**What is required**
Exactly as written, print each of the entries.

(Natural language region descriptions)
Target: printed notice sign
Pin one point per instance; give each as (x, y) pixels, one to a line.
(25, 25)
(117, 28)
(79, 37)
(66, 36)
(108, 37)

**Reply**
Target: printed notice sign
Pin one point per instance; give each as (x, y) pixels, one to a line.
(25, 25)
(117, 28)
(79, 37)
(66, 36)
(108, 37)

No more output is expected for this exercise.